--- TRECHO DO DOCUMENTO ---
Esta é a lenda em torno do baobá, árvore mítica e sagrada, que simboliza as heranças orais de diversos povos africanos, que encarna o imaginário e a força vital dos griots e que resiste ao tempo pela sua beleza e grandeza.

"Aqueles que passam por nós não vão sós, não nos deixam sós. Deixam um pouco de si, levam um pouco de nós."

Enfim, nos parece que seria possível ler o pequeno príncipe, na verdade, como exercício de um grande império. O livro feito parábola enseja valores humanistas à revelia do respeito pelas diferenças. Sendo mais literal, talvez se assim o faz é pelo viés da defesa dos valores humanistas brancos, europeus e belicistas, posto que grande parte da obra de A.S.E é marcada pela sua atividade profissional. Além disso, quando A.S.E. afirma que "o essencial é invisível aos olhos", talvez queira nos dizer, assim como Hegel, que a África não deve constar na História posto que não é civilizada. Ou então, sendo ainda mais literal, talvez A.S.E até mesmo considere uma história para este continente, mas desde que seja personalizada como baobás "terríveis", feito peste que "infesta", árvores dignas de um cuidado às avessas.

[Um bloco de dados]
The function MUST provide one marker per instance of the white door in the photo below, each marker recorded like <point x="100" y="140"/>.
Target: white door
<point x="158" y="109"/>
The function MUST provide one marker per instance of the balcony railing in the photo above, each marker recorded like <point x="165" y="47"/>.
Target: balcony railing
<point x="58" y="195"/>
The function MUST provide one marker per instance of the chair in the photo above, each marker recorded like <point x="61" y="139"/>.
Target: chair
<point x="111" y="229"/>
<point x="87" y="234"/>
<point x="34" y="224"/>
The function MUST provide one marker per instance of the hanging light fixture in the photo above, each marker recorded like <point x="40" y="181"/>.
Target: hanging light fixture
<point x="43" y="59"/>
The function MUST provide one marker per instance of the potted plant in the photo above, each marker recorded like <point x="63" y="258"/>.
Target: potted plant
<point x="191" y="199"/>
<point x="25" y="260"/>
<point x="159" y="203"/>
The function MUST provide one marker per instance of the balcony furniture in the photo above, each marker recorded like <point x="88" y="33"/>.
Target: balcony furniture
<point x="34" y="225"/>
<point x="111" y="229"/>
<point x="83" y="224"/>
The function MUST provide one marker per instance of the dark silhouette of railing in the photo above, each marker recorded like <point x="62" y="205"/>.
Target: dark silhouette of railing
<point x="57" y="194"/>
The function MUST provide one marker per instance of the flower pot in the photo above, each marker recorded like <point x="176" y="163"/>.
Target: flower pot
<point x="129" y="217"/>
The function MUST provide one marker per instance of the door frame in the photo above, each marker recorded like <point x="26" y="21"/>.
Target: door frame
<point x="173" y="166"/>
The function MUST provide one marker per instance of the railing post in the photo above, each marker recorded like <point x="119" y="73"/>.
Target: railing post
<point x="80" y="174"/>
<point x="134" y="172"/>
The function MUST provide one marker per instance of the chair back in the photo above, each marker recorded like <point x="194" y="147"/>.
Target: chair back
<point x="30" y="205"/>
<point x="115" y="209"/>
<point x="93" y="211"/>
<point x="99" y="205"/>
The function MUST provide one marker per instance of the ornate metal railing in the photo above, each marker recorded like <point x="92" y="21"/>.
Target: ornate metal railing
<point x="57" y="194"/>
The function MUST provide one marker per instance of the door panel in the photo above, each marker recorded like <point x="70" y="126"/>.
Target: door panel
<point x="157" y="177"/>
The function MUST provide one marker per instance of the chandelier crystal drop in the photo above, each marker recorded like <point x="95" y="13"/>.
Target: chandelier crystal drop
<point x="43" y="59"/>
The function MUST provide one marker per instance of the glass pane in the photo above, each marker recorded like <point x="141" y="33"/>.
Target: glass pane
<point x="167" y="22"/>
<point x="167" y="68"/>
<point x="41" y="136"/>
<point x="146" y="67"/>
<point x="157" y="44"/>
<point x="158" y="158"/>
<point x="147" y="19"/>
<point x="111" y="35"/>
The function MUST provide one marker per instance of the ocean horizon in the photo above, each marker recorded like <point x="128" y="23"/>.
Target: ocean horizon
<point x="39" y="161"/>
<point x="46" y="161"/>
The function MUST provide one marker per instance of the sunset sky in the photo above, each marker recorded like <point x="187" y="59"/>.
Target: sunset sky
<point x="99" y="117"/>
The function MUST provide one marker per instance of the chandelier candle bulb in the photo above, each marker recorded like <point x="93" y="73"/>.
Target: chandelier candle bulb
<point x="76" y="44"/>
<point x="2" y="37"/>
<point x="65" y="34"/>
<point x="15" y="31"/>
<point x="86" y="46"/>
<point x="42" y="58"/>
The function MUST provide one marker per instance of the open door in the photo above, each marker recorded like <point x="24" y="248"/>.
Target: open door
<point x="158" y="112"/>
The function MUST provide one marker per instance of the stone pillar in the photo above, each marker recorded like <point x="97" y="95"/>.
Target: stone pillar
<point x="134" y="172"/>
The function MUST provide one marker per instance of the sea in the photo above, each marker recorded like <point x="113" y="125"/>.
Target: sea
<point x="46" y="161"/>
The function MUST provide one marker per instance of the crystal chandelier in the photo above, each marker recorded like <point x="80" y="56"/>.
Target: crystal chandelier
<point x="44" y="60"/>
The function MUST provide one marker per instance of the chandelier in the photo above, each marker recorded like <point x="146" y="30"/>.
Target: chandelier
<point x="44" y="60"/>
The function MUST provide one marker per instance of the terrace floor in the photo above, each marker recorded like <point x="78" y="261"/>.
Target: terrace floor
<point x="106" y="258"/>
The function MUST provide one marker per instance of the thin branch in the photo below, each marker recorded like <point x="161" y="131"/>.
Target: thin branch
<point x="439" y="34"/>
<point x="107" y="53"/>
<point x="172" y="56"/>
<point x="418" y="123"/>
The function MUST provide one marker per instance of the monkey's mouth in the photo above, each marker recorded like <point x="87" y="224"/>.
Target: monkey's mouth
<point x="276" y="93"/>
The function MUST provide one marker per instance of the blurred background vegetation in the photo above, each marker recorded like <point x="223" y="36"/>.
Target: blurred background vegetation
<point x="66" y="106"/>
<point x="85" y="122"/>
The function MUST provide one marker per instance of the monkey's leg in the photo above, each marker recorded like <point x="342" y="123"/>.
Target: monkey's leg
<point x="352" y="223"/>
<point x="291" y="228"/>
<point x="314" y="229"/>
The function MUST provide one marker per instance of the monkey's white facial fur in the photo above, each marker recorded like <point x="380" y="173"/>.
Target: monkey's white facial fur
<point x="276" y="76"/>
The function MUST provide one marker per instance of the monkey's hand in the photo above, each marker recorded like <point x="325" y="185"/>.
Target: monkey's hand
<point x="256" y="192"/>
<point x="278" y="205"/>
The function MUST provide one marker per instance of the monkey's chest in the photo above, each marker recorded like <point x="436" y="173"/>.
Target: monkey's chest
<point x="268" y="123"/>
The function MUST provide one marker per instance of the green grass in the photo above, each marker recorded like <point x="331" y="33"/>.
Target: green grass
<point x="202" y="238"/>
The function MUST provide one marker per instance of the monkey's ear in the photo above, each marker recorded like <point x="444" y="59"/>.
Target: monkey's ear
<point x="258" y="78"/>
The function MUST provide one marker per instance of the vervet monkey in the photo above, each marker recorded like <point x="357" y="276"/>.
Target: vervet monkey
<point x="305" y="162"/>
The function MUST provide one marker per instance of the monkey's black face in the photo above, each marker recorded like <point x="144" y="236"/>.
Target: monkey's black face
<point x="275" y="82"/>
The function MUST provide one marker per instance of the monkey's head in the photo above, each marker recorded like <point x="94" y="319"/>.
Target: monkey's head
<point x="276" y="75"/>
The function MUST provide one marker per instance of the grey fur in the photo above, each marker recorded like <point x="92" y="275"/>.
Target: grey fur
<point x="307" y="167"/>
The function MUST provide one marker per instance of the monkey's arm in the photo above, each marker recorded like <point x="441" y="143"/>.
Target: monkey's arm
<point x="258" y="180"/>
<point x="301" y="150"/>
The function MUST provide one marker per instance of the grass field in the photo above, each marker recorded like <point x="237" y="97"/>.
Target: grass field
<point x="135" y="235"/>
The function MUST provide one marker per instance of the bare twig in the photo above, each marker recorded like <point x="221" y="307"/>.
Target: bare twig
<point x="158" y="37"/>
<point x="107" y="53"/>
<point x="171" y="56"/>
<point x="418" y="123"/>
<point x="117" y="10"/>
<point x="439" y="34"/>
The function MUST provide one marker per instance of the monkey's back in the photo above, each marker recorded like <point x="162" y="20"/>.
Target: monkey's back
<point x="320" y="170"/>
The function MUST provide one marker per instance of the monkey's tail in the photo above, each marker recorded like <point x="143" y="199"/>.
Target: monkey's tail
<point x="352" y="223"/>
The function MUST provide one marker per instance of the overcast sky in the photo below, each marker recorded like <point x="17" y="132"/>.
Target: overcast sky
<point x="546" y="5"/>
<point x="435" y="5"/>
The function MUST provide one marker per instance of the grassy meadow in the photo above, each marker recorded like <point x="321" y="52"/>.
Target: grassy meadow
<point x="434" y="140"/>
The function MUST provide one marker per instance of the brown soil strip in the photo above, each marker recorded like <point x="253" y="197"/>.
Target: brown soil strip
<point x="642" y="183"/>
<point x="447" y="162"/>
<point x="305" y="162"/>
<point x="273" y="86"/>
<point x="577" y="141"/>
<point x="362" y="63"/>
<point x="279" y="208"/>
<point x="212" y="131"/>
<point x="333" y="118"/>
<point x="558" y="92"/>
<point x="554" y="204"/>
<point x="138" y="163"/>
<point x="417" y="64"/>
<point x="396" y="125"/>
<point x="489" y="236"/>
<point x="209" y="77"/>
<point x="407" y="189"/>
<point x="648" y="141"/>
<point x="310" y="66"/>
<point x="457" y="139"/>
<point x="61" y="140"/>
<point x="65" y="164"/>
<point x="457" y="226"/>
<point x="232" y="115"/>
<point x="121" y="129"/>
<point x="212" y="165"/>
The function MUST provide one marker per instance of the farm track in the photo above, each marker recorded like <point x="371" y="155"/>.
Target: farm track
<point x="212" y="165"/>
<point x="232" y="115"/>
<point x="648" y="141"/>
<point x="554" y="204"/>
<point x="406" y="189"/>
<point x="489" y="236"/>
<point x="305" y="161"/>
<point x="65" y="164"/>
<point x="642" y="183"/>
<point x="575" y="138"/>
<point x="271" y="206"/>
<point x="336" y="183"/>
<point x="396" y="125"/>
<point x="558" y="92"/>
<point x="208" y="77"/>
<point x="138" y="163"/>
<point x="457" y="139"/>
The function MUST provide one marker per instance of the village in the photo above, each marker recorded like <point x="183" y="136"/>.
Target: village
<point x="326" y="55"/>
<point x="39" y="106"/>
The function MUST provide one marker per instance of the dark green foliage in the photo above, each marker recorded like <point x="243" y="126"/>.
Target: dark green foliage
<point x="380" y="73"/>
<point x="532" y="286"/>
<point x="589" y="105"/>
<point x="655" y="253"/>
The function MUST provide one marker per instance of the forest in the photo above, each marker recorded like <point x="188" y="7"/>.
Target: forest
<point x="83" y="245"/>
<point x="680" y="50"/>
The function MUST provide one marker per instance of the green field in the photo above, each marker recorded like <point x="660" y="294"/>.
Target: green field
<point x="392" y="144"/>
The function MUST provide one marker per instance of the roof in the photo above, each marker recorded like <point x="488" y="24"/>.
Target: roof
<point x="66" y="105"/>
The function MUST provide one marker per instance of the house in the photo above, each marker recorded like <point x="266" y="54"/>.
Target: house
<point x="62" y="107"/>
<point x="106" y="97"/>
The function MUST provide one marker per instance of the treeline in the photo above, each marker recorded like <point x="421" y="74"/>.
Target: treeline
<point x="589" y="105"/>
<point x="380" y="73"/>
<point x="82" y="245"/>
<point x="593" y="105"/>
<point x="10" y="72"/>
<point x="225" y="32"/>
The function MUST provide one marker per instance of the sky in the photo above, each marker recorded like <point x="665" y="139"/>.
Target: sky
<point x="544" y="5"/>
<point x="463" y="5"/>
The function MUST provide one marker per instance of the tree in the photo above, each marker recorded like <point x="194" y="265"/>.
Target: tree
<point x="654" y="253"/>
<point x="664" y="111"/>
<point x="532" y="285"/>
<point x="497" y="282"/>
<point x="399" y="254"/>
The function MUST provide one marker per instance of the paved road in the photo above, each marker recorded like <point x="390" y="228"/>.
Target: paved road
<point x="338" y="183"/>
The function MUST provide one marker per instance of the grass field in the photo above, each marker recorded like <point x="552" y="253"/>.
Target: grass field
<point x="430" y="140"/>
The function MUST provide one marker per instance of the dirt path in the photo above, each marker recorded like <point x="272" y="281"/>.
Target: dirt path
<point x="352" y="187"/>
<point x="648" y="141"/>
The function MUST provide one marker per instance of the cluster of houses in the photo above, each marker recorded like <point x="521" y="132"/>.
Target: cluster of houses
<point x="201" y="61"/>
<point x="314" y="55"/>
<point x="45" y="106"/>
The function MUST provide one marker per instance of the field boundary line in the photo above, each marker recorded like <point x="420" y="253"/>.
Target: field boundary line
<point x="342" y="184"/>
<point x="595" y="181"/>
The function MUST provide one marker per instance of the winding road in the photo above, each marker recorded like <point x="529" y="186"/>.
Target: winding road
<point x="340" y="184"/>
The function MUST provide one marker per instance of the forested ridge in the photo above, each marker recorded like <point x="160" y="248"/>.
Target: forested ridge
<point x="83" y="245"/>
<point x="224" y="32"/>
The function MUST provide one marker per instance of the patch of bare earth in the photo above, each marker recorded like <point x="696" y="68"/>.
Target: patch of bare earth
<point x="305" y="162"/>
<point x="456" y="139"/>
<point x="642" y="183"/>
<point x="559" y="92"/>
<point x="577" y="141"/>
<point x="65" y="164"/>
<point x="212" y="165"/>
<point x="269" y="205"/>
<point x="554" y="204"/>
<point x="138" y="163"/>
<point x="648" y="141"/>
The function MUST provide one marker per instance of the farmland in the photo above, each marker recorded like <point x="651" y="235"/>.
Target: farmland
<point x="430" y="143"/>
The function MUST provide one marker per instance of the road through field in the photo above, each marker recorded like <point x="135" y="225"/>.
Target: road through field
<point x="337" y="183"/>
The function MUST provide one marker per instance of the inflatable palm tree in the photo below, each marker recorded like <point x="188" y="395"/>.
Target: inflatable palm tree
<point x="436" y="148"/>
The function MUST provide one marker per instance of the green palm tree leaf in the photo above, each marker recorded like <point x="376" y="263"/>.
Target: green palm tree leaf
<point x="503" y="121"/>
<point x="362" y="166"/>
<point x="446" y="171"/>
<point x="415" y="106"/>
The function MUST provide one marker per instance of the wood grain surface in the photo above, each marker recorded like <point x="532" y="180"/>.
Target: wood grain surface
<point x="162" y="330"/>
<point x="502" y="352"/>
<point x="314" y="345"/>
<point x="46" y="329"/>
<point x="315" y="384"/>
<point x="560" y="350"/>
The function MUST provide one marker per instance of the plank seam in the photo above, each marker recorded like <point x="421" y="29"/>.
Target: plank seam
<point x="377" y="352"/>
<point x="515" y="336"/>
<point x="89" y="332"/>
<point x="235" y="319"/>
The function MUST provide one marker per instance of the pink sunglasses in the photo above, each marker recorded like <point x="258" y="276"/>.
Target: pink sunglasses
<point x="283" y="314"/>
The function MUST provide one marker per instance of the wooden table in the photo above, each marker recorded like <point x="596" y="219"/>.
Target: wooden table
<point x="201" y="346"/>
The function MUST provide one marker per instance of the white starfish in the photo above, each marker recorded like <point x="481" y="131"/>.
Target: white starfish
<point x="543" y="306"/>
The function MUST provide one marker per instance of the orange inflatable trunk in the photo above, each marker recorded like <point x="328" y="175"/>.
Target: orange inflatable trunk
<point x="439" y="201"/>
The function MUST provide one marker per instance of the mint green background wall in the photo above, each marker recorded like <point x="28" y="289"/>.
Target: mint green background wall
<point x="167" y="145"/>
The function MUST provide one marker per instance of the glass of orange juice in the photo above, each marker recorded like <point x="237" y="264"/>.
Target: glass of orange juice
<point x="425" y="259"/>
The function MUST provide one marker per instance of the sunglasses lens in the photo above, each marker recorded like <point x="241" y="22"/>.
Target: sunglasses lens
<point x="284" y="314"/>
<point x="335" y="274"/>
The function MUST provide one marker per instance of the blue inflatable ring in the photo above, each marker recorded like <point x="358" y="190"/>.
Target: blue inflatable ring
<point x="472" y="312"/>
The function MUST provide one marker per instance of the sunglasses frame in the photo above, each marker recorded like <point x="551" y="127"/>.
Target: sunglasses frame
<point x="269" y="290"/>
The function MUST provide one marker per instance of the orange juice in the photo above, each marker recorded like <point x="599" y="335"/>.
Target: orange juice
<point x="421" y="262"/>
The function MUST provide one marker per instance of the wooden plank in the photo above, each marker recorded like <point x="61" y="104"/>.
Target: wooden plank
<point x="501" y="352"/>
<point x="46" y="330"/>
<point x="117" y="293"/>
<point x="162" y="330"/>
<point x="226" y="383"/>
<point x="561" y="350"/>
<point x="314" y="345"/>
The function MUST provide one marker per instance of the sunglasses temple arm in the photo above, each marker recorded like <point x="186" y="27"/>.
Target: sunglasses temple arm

--- EXERCÍCIO ESCRITO ---
Transcreva, palavra por palavra, a parte do texto sobre o baobá que vai de "Enfim, nos parece" até "cuidado às avessas.", incluindo essas palavras.

--- RESPOSTA DA TAREFA ---
Enfim, nos parece que seria possível ler o pequeno príncipe, na verdade, como exercício de um grande império. O livro feito parábola enseja valores humanistas à revelia do respeito pelas diferenças. Sendo mais literal, talvez se assim o faz é pelo viés da defesa dos valores humanistas brancos, europeus e belicistas, posto que grande parte da obra de A.S.E é marcada pela sua atividade profissional. Além disso, quando A.S.E. afirma que "o essencial é invisível aos olhos", talvez queira nos dizer, assim como Hegel, que a África não deve constar na História posto que não é civilizada. Ou então, sendo ainda mais literal, talvez A.S.E até mesmo considere uma história para este continente, mas desde que seja personalizada como baobás "terríveis", feito peste que "infesta", árvores dignas de um cuidado às avessas.